--- Passage given ---
2. Significant Accounting Policies
Basis of Accounting - The accompanying financial statements have been prepared
on the accrual basis of accounting in accordance with generally accepted
accounting principles. Revenues are recognized as earned and expenses are
recorded as obligations are incurred.
Consolidation - The consolidated financial statements include the accounts of
the Partnership and its ventures, Watkins Center Joint Venture, Dawson Business
Center Joint Venture, Maitland Center Associates and Beta Building Associates
Joint Venture. Intercompany accounts and transactions between the Partnership
and the ventures have been eliminated in consolidation.
Real Estate Investments - Real estate investments, which consist of commercial
buildings, are recorded at cost less accumulated depreciation. Cost includes
the initial purchase price of the property plus closing costs, acquisition and
legal fees and capital improvements. Depreciation is computed using the
straight-line method based on an estimated useful life of 25 years except for
tenant improvements which are depreciated over the terms of the respective
leases.
Accounting for Impairment - In March 1995, the Financial Accounting Standards
Board issued Statement of Financial Accounting Standards No. 121 "Accounting
for the Impairment of Long-Lived Assets and Long-Lived Assets to Be Disposed
Of" ("FAS 121"), which requires impairment losses to be recorded on long-lived
assets used in operations when indicators of impairment are present and the
undiscounted cash flows estimated to be generated by those assets are less than
the assets' carrying amount. FAS 121 also addresses the accounting for
long-lived assets that are expected to be disposed of. The Partnership adopted
FAS 121 the fourth quarter of 1995. Based on current circumstances, the
adoption of FAS 121 had no impact on the financial statements.
---
_Parts of the exercise_
1 – From the accounting policies section above, print the part that opens with the words "2. Significant Accounting" and ends with "eliminated in consolidation.".
2 – Which ventures does the accounting policies section above say are included in the consolidated financial statements? Name them all.
--- Records shown ---
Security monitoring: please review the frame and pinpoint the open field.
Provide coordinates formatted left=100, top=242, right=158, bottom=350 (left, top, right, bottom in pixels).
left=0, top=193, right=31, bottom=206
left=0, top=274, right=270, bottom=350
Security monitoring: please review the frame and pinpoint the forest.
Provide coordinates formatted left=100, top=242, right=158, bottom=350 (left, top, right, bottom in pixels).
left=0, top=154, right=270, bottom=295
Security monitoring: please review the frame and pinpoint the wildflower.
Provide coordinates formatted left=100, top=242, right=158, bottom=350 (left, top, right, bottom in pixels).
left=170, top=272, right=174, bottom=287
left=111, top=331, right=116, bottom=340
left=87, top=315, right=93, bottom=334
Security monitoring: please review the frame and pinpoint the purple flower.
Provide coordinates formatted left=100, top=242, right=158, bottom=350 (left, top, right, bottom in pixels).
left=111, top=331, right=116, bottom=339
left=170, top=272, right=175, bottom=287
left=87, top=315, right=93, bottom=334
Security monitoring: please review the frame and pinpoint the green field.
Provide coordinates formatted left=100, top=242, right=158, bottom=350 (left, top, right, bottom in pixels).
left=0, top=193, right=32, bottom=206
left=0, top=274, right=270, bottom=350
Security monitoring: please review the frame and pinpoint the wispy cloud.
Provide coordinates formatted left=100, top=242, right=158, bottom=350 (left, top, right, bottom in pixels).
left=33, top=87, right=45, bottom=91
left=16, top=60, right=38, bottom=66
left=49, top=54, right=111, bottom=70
---
_Results_
1 –
2. Significant Accounting Policies
Basis of Accounting - The accompanying financial statements have been prepared
on the accrual basis of accounting in accordance with generally accepted
accounting principles. Revenues are recognized as earned and expenses are
recorded as obligations are incurred.
Consolidation - The consolidated financial statements include the accounts of
the Partnership and its ventures, Watkins Center Joint Venture, Dawson Business
Center Joint Venture, Maitland Center Associates and Beta Building Associates
Joint Venture. Intercompany accounts and transactions between the Partnership
and the ventures have been eliminated in consolidation.

2 –
Watkins Center Joint Venture
Dawson Business Center Joint Venture
Maitland Center Associates
Beta Building Associates Joint Venture